> **WHAT IS BEING ASKED**
Below is some data. Retype exactly the lines starting at the one with "Target: bright stadium light" and ending at the one with "# put one point on every instance of the beijing".

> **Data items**
== Segment start ==

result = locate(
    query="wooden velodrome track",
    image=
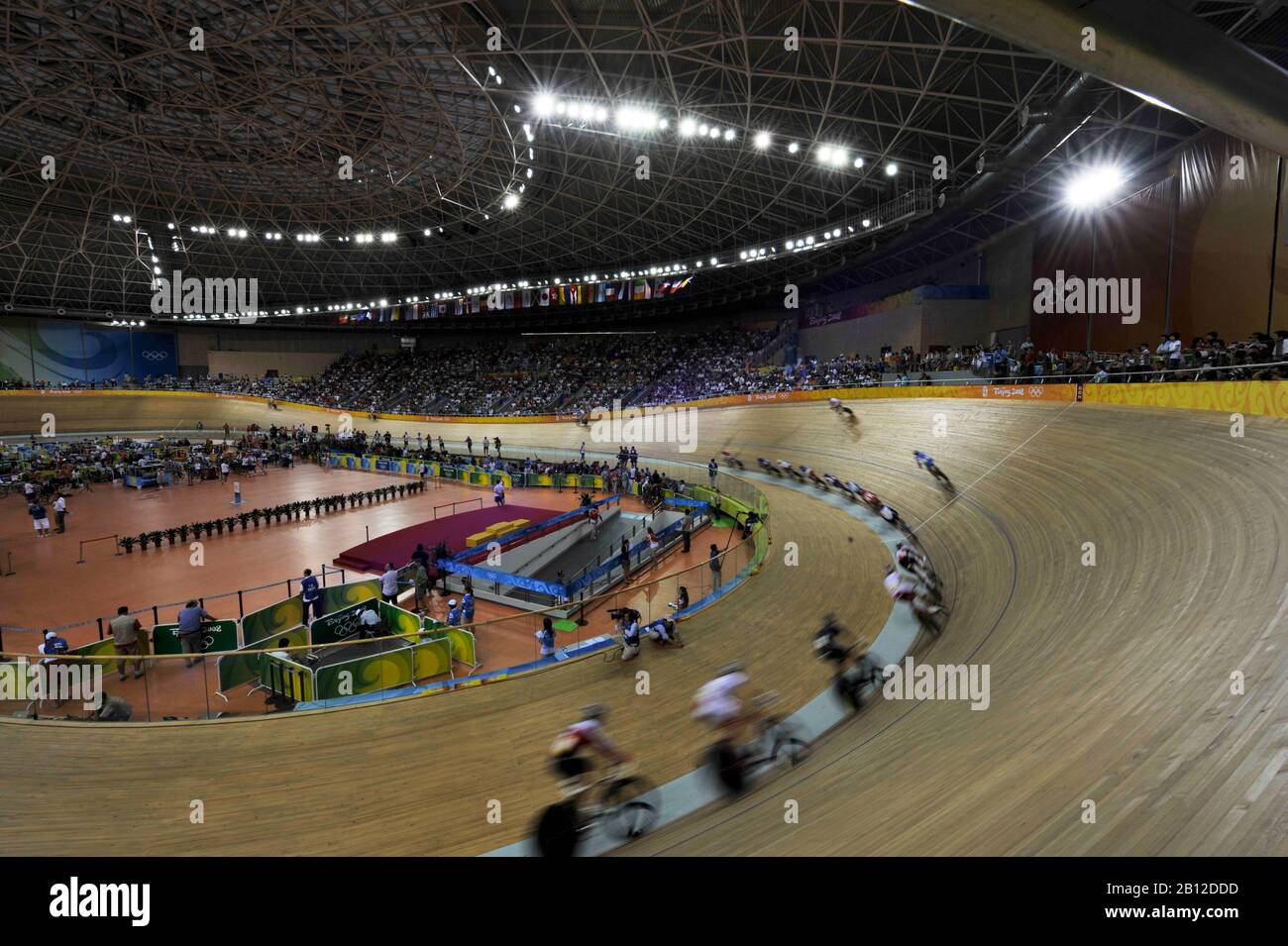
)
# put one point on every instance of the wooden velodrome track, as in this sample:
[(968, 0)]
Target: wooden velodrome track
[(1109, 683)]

== Segment end ==
== Segment start ==

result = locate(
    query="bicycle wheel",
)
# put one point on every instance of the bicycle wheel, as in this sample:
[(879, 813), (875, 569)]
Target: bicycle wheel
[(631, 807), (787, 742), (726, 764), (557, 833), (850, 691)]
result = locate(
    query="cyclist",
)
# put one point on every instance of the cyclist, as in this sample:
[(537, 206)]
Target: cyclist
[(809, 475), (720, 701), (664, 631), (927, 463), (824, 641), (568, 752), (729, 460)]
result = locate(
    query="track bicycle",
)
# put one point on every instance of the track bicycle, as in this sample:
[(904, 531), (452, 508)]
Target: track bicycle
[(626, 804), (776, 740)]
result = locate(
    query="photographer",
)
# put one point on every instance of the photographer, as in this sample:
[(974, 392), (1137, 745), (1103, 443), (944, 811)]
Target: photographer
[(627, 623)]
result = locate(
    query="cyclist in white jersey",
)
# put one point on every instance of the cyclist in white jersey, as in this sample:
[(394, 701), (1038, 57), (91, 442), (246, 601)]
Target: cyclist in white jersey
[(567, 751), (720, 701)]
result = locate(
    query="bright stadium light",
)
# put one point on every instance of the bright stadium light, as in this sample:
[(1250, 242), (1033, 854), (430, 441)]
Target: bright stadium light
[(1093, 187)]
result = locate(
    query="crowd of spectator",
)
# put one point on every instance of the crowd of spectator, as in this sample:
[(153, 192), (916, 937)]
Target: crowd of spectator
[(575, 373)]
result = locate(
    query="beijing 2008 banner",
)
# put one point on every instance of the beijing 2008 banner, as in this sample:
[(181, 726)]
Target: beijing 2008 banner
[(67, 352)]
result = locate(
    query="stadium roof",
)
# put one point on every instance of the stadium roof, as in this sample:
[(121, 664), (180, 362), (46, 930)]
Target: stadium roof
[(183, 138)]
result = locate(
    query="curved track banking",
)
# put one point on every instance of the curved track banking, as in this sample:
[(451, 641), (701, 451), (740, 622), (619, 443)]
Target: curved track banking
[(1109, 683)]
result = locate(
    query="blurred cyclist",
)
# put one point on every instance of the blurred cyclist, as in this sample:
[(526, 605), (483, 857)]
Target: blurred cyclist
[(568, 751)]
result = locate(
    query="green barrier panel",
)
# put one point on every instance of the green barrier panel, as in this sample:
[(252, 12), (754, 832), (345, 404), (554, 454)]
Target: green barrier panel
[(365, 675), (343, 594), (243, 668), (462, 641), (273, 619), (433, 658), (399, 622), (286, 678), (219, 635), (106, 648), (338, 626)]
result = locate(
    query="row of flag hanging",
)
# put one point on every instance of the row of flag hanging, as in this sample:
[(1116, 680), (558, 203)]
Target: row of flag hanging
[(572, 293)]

== Segment end ==
== Segment start ==

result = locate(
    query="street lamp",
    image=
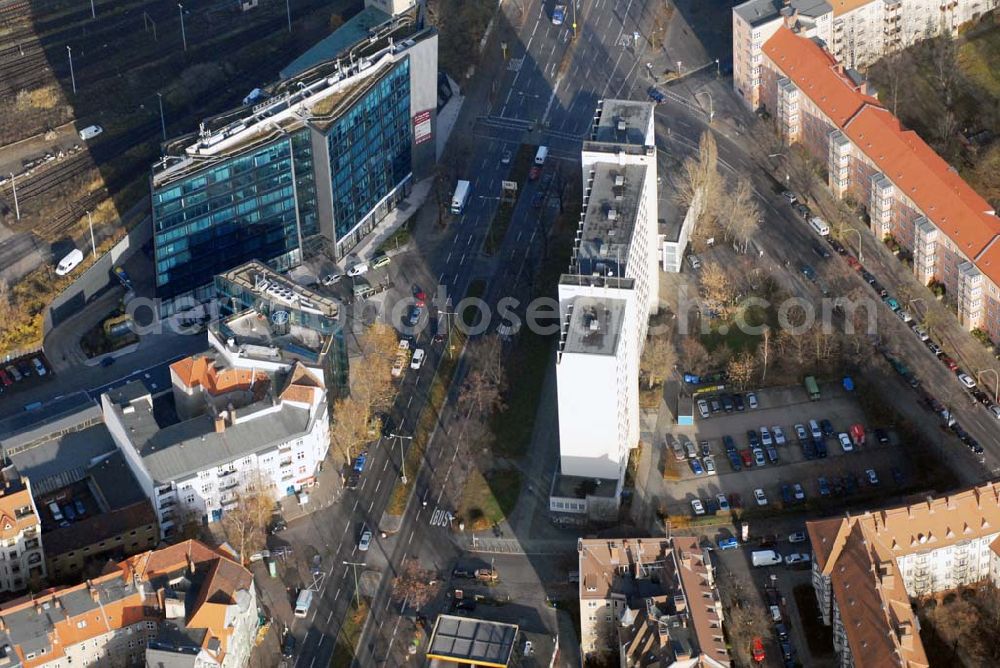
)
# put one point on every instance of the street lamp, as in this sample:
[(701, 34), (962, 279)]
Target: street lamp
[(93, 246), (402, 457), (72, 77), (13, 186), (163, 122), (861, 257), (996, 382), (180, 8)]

== Segment end ==

> **TASK SOLUTION**
Target: bright stadium light
[(1093, 187)]
result = locate(
    query="crowd of spectator",
)
# put one point on every instance of the crowd of spectator, as in this sample:
[(153, 192), (916, 937)]
Target: crowd of spectator
[(575, 373)]
result = locate(
    query="beijing 2008 banner",
)
# put one point on every instance of the beijing 2008 banner, as in this sample:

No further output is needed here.